__Exercise goal__:
From the first line to the last, print the data exactly as written.

__Source material__:
════

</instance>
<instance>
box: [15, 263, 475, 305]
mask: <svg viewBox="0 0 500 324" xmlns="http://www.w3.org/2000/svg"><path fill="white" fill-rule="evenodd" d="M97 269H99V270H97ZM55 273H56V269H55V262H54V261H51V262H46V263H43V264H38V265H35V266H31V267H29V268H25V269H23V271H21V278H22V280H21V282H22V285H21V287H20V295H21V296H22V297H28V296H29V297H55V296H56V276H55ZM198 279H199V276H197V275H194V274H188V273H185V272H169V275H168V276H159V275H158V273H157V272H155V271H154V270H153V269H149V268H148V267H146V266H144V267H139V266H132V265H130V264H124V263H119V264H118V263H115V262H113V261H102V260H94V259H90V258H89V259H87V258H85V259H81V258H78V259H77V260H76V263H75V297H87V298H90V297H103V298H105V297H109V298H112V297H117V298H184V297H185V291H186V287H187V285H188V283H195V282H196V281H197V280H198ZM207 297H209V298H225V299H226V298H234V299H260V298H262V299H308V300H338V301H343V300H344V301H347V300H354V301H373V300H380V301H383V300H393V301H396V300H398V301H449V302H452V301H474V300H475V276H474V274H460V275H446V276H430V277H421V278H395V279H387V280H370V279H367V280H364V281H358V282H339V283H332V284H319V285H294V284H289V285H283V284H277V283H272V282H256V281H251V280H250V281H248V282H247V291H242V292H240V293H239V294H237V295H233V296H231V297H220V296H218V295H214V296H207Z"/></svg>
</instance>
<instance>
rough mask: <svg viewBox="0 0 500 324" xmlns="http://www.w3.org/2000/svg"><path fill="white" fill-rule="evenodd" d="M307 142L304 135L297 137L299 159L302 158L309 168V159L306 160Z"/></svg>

════

__Exercise solution__:
</instance>
<instance>
box: [15, 263, 475, 305]
mask: <svg viewBox="0 0 500 324" xmlns="http://www.w3.org/2000/svg"><path fill="white" fill-rule="evenodd" d="M97 269H99V270H97ZM55 273H56V269H55V262H54V261H51V262H46V263H43V264H38V265H35V266H31V267H29V268H25V269H23V271H21V278H22V280H21V282H22V285H21V287H20V295H21V296H22V297H28V296H29V297H55V296H56V276H55ZM198 279H199V276H197V275H194V274H188V273H185V272H169V275H168V276H159V275H158V273H157V272H155V271H154V270H153V269H149V268H148V267H146V266H144V267H139V266H132V265H130V264H124V263H119V264H118V263H115V262H113V261H102V260H94V259H90V258H89V259H87V258H85V259H81V258H78V259H77V260H76V263H75V297H87V298H90V297H103V298H105V297H109V298H112V297H117V298H184V297H185V291H186V287H187V285H188V283H195V282H196V281H197V280H198ZM207 297H209V298H225V299H226V298H234V299H260V298H262V299H308V300H338V301H343V300H344V301H347V300H354V301H373V300H380V301H383V300H393V301H396V300H398V301H449V302H452V301H474V300H475V276H474V274H460V275H446V276H430V277H421V278H395V279H387V280H370V279H367V280H364V281H358V282H339V283H332V284H319V285H294V284H289V285H283V284H277V283H272V282H256V281H251V280H250V281H248V282H247V291H242V292H240V293H239V294H237V295H233V296H231V297H220V296H218V295H214V296H207Z"/></svg>
</instance>
<instance>
rough mask: <svg viewBox="0 0 500 324" xmlns="http://www.w3.org/2000/svg"><path fill="white" fill-rule="evenodd" d="M307 142L304 135L297 137L299 159L302 158L309 168V159L306 160Z"/></svg>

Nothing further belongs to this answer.